* [Goal]: Copy out the data below word for word, leaving out the pictures.

* [Record excerpts]:

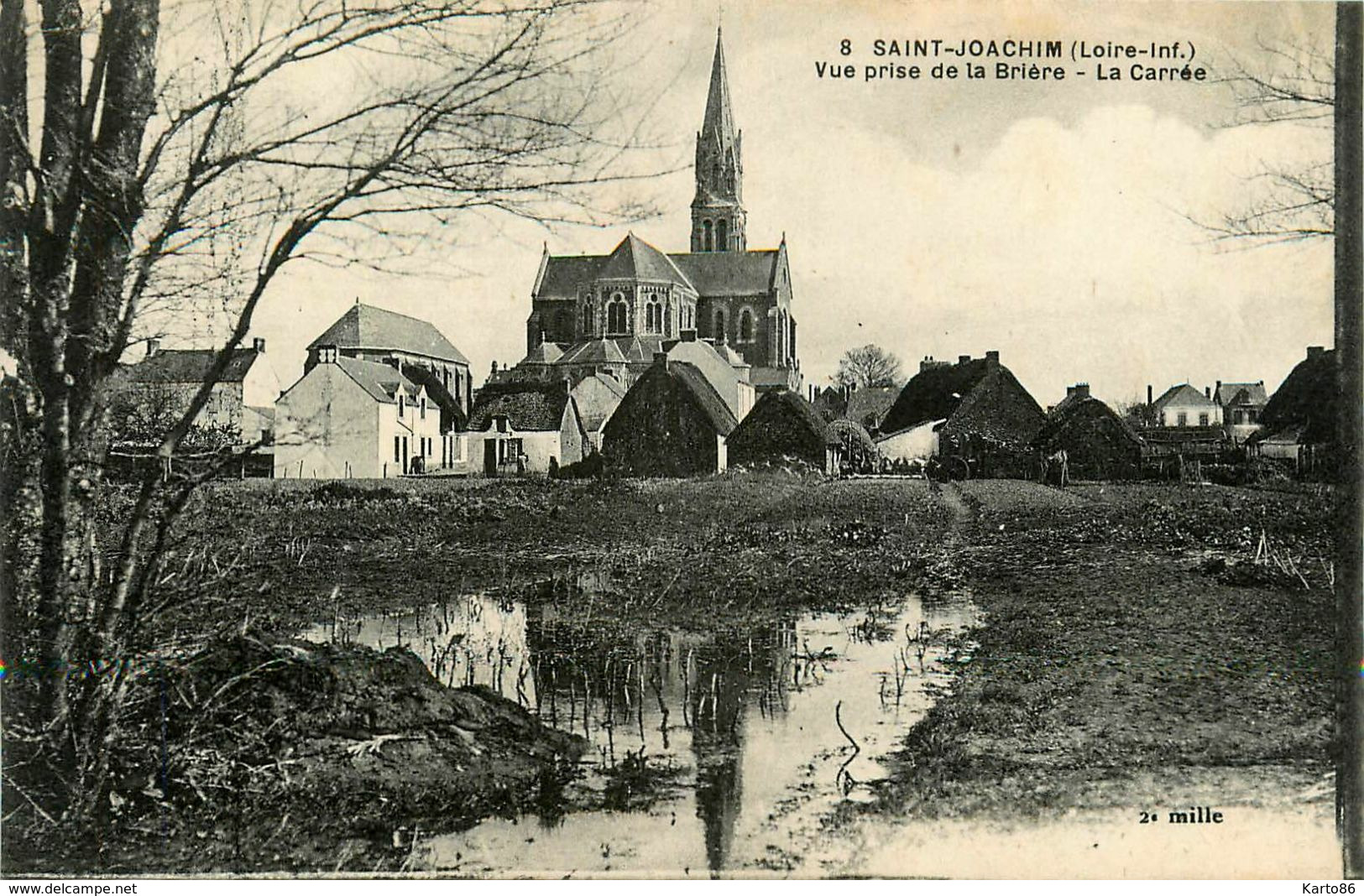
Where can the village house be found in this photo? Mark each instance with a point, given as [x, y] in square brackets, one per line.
[670, 423]
[1097, 442]
[1241, 405]
[416, 348]
[984, 419]
[159, 388]
[355, 419]
[783, 427]
[1300, 418]
[598, 397]
[524, 427]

* [Expected answer]:
Where can the village house be found in this photo? Mark each instance with a point, given as [x, y] in square brackets, one per line.
[670, 423]
[1097, 442]
[1241, 405]
[416, 348]
[984, 419]
[159, 388]
[355, 419]
[783, 427]
[1300, 418]
[598, 397]
[524, 427]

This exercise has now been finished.